* _Task description_
Reproduce the listing from its beginning through the line containing "box: [616, 955, 827, 1331]", inclusive, substituting "coarse mask" for every occurrence of "rough mask" and leaving all else unchanged.

(Data extract Opens)

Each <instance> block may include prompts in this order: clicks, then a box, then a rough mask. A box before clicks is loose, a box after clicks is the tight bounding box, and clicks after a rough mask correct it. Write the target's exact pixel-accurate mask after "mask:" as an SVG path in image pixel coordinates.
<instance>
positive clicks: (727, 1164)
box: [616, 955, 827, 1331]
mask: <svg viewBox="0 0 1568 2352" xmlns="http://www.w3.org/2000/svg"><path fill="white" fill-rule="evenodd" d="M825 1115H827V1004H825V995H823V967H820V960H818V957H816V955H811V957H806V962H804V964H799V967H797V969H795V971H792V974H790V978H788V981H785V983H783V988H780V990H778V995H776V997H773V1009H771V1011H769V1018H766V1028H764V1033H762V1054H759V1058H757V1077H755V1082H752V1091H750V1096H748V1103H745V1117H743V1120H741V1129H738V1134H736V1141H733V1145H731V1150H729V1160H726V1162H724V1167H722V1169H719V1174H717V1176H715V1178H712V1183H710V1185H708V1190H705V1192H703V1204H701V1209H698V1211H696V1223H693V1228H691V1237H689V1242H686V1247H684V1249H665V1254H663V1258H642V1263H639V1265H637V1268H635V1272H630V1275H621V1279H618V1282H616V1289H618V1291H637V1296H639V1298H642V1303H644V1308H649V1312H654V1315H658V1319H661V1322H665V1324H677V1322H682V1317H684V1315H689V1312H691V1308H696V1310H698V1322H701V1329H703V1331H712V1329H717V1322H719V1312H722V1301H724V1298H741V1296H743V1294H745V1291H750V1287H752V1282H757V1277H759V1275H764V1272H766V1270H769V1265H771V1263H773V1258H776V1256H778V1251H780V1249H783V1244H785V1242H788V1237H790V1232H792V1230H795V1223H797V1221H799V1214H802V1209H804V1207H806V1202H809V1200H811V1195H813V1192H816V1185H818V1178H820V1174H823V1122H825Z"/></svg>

(Data extract Closes)

* _Answer for the task_
Each <instance> block may include prompts in this order: clicks, then a box, then a coarse mask. A box before clicks is loose, a box after clicks is the tight bounding box, and clicks after a coarse mask correct it. Write the target's exact pixel-accurate mask after "mask:" as an SVG path in image pixel coordinates.
<instance>
positive clicks: (727, 1164)
box: [616, 955, 827, 1331]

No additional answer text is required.